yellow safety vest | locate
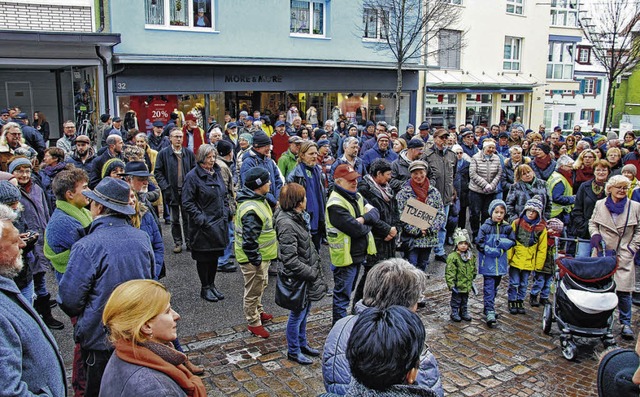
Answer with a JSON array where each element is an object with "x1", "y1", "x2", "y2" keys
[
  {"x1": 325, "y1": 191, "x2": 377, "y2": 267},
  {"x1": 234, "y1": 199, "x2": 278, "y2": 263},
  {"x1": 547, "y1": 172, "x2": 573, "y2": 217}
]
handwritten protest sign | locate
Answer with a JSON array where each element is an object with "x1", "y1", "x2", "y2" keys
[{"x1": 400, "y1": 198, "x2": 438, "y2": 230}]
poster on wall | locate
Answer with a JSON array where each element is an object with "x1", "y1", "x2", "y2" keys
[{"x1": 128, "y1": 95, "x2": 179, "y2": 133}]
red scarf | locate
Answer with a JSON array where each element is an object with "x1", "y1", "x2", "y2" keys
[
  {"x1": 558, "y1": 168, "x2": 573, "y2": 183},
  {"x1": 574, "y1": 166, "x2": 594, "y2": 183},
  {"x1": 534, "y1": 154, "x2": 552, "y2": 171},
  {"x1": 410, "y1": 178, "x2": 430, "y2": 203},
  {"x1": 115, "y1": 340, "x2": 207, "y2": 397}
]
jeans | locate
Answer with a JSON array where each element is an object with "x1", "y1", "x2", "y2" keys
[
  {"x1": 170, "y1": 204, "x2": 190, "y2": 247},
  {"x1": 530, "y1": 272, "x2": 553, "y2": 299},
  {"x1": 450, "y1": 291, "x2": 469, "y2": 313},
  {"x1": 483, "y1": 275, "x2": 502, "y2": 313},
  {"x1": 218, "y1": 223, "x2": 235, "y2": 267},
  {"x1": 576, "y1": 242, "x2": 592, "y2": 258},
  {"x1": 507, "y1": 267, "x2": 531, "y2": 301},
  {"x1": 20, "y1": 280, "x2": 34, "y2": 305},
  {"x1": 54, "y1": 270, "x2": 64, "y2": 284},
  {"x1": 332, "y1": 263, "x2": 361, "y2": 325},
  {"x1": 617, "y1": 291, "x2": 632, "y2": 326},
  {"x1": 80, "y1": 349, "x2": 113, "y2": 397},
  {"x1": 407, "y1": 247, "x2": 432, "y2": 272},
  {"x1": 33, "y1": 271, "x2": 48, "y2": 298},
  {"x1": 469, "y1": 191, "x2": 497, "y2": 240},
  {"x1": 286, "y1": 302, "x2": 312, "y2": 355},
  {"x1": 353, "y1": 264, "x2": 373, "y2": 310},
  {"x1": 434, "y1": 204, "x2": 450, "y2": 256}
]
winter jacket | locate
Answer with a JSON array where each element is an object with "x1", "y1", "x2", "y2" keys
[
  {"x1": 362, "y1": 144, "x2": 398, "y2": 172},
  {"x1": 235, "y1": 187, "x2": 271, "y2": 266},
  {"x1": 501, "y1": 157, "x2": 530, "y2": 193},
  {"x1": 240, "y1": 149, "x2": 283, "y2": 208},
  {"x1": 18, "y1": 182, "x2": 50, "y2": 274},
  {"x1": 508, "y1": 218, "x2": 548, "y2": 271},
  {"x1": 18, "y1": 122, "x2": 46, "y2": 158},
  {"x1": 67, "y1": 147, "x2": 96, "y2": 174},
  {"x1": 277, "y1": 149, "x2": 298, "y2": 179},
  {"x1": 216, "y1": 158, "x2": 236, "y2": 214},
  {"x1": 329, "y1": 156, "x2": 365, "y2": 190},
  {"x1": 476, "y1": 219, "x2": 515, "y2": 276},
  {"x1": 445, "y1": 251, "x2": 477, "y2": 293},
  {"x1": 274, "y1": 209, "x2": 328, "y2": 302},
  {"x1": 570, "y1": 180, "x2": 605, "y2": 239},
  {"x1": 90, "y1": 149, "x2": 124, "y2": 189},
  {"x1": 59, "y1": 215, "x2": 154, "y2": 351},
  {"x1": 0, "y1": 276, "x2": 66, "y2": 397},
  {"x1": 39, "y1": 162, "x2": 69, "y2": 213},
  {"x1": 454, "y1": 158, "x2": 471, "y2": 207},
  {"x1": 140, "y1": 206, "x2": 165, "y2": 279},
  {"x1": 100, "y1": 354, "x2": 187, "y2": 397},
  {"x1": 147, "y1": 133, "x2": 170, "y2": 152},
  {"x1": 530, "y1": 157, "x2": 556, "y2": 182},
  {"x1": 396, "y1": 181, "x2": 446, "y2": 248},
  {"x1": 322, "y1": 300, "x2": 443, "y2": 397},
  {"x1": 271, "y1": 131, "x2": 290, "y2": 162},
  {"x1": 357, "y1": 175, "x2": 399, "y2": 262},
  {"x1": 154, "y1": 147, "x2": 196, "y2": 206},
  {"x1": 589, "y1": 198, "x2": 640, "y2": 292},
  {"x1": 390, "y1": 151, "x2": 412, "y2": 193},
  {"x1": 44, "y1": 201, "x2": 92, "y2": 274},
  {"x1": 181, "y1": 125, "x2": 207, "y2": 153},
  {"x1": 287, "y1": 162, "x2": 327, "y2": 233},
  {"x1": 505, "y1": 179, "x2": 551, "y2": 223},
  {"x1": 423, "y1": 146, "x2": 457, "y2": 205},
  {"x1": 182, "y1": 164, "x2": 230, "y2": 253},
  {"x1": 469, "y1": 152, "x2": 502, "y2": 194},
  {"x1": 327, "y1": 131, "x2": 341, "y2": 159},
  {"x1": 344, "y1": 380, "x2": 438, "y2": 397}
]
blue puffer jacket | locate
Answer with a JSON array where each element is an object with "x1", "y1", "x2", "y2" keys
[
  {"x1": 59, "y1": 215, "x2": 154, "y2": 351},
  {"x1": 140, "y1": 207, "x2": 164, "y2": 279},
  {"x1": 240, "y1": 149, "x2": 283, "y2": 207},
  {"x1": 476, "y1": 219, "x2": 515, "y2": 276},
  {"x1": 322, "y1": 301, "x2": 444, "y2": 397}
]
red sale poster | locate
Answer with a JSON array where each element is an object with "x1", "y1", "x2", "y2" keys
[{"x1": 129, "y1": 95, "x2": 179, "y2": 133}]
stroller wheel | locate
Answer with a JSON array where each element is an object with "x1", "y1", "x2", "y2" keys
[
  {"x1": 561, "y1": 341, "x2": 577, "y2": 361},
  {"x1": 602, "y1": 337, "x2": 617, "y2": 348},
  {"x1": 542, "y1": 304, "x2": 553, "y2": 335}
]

==

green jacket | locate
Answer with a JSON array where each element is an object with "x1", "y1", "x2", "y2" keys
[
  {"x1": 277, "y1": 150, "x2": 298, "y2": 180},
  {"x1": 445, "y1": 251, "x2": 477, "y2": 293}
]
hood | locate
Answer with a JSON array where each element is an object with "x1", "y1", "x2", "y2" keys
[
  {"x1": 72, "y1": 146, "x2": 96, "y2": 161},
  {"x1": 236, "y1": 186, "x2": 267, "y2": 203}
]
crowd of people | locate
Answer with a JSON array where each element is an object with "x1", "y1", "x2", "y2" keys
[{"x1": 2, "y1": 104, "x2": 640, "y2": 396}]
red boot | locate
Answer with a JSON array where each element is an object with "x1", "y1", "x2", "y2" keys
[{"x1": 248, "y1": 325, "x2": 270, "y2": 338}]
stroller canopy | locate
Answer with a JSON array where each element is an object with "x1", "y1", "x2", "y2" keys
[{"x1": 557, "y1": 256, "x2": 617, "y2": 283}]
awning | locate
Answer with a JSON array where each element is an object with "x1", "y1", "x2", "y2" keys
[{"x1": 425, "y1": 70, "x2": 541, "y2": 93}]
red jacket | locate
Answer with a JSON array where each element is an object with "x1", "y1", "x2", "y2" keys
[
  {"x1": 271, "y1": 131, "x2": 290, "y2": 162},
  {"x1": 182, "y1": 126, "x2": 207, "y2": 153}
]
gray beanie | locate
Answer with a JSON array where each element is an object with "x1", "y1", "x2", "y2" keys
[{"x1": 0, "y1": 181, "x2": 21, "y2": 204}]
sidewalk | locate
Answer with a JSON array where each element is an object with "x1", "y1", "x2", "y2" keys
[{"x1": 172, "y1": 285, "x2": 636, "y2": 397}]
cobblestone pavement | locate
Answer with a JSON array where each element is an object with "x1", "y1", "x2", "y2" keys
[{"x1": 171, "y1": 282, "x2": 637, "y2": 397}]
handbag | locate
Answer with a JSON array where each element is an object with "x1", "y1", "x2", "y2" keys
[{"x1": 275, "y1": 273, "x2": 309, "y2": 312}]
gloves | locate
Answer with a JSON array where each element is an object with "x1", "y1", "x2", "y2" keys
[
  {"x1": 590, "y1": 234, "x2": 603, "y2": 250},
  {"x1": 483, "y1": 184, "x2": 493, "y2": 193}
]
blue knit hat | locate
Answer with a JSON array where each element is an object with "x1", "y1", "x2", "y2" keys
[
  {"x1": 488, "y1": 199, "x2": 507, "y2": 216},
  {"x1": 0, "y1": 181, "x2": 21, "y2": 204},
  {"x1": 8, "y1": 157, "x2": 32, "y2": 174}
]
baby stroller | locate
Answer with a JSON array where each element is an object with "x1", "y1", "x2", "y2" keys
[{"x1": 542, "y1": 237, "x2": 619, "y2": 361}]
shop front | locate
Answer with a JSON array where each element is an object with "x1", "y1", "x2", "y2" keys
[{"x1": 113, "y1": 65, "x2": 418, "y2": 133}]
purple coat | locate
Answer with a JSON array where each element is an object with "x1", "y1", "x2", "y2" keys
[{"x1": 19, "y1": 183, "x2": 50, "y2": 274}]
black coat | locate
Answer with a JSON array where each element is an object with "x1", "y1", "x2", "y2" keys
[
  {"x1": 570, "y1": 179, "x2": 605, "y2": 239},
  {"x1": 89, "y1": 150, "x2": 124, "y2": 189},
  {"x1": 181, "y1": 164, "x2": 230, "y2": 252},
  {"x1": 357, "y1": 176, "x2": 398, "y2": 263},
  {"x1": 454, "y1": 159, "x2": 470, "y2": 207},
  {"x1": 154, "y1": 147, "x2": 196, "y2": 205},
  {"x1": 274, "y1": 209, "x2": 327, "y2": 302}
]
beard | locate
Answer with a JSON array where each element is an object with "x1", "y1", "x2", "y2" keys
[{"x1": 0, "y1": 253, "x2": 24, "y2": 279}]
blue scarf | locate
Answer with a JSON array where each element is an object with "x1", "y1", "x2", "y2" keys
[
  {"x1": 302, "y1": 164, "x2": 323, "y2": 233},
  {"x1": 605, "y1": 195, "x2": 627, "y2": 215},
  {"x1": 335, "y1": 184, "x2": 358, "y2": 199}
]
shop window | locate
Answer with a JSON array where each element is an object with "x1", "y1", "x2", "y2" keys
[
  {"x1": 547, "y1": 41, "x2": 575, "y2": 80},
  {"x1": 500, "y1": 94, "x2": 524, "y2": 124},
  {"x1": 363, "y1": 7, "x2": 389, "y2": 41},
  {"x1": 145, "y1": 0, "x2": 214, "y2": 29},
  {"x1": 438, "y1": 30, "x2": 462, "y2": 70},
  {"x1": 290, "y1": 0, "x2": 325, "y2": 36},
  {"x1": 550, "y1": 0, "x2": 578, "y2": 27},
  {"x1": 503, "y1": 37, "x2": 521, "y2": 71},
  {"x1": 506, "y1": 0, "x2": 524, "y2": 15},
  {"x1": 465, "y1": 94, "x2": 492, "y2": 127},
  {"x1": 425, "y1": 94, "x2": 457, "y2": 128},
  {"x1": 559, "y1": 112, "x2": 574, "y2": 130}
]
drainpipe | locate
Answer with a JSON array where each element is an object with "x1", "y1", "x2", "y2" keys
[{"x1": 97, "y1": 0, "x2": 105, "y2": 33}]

---

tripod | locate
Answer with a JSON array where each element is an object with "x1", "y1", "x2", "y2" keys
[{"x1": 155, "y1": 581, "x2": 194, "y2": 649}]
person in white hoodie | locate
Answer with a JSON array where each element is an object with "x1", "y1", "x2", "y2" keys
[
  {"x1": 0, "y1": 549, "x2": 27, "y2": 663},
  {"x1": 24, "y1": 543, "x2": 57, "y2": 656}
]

■ Work instruction ■
Look through the records and gather each line with the word "stroller".

■ Answer ■
stroller wheel | locate
stroller canopy | locate
baby stroller | locate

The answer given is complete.